-- Written request --
In the records below, copy every line of the part that starts at the line containing "Can you see the man's teeth" and continues through the end of the records. Leave the pictures out of your copy.

::: Stored rows :::

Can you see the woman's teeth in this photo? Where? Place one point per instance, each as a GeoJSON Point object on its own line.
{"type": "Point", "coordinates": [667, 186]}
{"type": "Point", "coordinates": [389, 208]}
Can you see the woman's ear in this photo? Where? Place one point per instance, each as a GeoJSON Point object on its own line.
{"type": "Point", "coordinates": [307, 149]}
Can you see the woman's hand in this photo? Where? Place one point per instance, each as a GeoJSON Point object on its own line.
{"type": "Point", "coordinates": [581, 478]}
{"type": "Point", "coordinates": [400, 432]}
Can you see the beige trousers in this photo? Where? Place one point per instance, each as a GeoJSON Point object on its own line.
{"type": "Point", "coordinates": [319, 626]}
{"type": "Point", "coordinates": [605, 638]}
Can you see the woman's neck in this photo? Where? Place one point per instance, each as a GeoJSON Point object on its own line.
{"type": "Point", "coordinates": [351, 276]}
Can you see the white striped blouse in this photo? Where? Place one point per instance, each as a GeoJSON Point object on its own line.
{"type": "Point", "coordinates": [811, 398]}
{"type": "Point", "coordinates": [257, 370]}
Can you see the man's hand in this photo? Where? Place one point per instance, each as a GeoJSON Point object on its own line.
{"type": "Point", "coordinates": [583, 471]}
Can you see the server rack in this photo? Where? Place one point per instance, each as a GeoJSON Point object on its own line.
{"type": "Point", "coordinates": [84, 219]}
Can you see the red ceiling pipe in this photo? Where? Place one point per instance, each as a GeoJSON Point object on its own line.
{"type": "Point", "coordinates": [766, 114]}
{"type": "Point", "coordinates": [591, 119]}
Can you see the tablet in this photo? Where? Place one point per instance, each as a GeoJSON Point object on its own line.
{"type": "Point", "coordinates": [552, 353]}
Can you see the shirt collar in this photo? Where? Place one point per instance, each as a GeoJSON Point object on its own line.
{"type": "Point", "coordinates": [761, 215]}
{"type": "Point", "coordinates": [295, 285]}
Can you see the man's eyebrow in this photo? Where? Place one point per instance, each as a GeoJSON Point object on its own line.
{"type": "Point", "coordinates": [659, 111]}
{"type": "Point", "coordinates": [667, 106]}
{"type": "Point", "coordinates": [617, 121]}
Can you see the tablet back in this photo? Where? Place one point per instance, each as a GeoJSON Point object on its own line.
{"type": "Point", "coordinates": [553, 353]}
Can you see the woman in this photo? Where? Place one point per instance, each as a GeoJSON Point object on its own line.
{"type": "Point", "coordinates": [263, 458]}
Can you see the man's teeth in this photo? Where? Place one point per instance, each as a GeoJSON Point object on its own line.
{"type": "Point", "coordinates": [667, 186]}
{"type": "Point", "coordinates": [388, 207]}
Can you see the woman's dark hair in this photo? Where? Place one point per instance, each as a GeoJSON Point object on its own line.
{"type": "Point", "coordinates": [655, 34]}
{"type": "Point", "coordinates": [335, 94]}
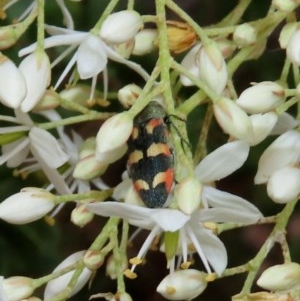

:::

-- Answer below --
Can you see the man's teeth in this photo? Where? Place one point per instance, each as a GeoJSON Point object on its own line.
{"type": "Point", "coordinates": [667, 186]}
{"type": "Point", "coordinates": [388, 207]}
Can you see the woman's dark hair in this photo? Where? Place one point per instance, each as a GeoJSON Point object on its own line.
{"type": "Point", "coordinates": [655, 34]}
{"type": "Point", "coordinates": [335, 94]}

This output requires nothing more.